Stored items:
____

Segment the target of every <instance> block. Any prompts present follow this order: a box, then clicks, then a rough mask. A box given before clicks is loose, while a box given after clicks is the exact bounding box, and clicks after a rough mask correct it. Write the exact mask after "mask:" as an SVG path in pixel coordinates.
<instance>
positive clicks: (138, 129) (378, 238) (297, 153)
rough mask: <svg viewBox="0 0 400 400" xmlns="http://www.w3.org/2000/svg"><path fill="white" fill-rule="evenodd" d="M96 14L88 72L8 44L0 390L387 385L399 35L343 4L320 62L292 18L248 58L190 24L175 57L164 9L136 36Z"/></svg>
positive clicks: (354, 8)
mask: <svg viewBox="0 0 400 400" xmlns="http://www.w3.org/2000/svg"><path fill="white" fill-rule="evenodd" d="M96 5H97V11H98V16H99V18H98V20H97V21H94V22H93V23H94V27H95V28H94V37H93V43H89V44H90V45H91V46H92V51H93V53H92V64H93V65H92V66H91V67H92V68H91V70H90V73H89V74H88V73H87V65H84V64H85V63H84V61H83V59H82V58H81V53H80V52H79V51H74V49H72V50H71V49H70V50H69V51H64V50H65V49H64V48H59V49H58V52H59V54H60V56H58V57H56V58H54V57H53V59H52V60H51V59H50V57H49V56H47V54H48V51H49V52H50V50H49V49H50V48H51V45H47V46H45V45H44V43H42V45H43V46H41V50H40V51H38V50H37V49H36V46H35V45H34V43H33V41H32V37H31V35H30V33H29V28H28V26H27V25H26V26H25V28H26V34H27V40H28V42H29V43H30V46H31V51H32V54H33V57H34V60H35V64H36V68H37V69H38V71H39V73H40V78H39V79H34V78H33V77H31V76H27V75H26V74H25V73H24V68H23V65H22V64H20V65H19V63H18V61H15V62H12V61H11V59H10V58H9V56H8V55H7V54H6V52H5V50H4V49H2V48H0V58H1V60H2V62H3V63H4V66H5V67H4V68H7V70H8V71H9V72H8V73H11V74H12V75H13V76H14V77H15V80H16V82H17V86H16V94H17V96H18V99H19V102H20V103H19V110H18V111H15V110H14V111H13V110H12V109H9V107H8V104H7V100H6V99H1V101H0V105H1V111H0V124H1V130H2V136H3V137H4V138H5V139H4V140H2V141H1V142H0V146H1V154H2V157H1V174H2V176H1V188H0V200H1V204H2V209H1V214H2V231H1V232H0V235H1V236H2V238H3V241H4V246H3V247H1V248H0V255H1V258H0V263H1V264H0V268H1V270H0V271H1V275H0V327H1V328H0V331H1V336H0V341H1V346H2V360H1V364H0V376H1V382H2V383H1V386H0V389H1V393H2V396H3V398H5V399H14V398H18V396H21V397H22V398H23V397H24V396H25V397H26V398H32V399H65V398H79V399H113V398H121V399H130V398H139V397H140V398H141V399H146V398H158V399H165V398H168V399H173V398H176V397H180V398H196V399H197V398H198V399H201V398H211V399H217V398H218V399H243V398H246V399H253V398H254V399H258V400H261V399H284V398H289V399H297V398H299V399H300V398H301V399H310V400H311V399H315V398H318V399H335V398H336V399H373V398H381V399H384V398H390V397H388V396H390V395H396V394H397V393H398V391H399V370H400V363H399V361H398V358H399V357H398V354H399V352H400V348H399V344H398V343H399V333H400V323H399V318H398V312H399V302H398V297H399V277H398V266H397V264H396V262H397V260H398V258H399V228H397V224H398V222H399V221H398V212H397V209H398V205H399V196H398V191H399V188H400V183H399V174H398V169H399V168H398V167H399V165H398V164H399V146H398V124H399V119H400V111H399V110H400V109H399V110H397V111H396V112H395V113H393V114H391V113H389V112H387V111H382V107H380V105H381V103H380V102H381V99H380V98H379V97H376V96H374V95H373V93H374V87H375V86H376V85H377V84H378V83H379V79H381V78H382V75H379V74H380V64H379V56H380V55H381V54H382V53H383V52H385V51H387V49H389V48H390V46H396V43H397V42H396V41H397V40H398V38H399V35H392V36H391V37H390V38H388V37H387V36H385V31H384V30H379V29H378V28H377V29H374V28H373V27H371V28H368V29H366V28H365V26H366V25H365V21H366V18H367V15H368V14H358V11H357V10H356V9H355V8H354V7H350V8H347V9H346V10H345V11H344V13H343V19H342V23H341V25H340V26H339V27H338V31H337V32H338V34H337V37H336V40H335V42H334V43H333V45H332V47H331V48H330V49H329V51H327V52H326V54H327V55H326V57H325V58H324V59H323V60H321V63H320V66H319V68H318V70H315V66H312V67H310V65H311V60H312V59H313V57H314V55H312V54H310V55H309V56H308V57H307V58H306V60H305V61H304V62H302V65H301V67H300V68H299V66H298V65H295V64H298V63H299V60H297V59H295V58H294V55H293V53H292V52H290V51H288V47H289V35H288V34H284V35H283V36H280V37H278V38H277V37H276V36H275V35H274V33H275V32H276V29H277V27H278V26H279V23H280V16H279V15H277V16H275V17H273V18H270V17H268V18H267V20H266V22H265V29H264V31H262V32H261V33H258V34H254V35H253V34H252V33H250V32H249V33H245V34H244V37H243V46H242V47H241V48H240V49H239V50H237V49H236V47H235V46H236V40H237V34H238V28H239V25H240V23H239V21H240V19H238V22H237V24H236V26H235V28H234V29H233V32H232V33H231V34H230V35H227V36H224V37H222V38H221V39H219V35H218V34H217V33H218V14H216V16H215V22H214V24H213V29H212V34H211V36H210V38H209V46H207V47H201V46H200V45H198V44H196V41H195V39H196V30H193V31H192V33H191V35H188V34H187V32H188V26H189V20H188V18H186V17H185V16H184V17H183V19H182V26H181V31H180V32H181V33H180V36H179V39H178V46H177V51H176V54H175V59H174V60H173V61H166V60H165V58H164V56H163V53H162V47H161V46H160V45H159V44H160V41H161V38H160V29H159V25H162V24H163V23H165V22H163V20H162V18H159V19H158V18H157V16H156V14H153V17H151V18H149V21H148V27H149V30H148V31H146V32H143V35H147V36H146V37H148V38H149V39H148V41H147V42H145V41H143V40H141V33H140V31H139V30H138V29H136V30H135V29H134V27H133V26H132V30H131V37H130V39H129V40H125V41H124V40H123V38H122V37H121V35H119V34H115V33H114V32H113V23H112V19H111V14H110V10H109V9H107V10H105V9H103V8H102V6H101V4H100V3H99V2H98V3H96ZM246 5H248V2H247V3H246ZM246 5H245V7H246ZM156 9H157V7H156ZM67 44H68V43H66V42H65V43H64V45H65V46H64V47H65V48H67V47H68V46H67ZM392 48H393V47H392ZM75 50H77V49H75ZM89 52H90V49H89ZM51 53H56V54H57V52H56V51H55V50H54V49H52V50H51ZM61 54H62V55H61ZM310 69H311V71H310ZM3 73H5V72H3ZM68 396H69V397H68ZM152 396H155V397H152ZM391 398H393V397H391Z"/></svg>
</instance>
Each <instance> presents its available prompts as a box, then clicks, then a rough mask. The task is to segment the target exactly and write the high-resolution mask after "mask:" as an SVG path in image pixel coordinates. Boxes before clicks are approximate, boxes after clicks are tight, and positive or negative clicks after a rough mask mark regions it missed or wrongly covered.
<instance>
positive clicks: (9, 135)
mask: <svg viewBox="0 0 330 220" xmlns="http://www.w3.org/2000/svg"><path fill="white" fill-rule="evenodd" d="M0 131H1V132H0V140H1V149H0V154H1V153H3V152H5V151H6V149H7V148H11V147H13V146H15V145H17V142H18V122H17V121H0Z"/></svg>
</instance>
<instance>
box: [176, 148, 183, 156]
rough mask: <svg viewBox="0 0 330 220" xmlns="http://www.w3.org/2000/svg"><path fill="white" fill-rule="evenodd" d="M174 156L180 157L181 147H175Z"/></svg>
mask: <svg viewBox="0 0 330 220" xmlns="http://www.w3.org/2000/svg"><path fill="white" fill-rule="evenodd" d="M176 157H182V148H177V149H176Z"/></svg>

____

Problem to solve: Give back exactly the lines from the one that contains "box: [176, 148, 183, 156]" to the end of the data above, both of those lines included.

Response to the exercise:
box: [176, 148, 183, 156]
rough mask: <svg viewBox="0 0 330 220" xmlns="http://www.w3.org/2000/svg"><path fill="white" fill-rule="evenodd" d="M174 156L180 157L181 147H175Z"/></svg>
mask: <svg viewBox="0 0 330 220" xmlns="http://www.w3.org/2000/svg"><path fill="white" fill-rule="evenodd" d="M176 157H182V148H177V149H176Z"/></svg>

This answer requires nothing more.